- _Document excerpt_
= = = =
In future cases, the Board majority held, a property owner may be able to justify the imposition of “reasonable, non-discriminatory, narrowly-tailored restrictions on the access of contractors’ employees, greater than those lawfully imposed on its own employees.”
The Board majority adopted an access standard that it claims reflects the specific status of such workers as statutorily protected “employees” exercising their own rights under the National Labor Relations Act, but not as employees of the property owner. The majority asserts that it struck “an accommodation between the contractor employees’ rights under Federal labor law and the property owner’s state-law property rights and legitimate managerial interests.”
According to Member Hayes’ dissent, the majority “appl[ies] a test that artificially equates the Section 7 rights of a contractor’s employees with those of the property owner’s employees, pays only lip service to the owner’s property interests, and gives no consideration to the critical factor of alternative means of communication.”
In so doing, the dissent asserts, the majority failed to adhere to the U.S. Supreme Court’s long-established mandate that in weighing an employee’s Section 7 rights against a property owner’s private property rights “[a]ccommodation between the two must be obtained with as little destruction of one as is consistent with the maintenance of the other.” NLRB v. Babcock & Wilcox Co., 351 U.S. 105, 112 (1956).
= = = =
Records from a data collection
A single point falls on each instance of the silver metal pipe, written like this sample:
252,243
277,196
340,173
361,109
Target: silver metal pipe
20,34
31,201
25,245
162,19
= = = =
- _Activity list_
A – From the excerpt on contractor employees' access, list each criticism that Member Hayes' dissent makes of the test the majority applies.
B – Using the excerpt on contractor employees' access, decide whether each statement agrees with it. Answer yes or no for each, and quote the words that decide it.
(i) The majority treats the contractors' workers as employees of the property owner.
(ii) The dissent cites a 1956 U.S. Supreme Court case.
(iii) Under the majority's holding, a property owner can never restrict contractors' employees more than its own employees.

- _Per-task answers_
A –
- It artificially equates the Section 7 rights of a contractor's employees with those of the property owner's employees.
- It pays only lip service to the owner's property interests.
- It gives no consideration to the critical factor of alternative means of communication.

B –
(i) No: "but not as employees of the property owner."
(ii) Yes: "NLRB v. Babcock & Wilcox Co., 351 U.S. 105, 112 (1956)."
(iii) No: "restrictions on the access of contractors’ employees, greater than those lawfully imposed on its own employees."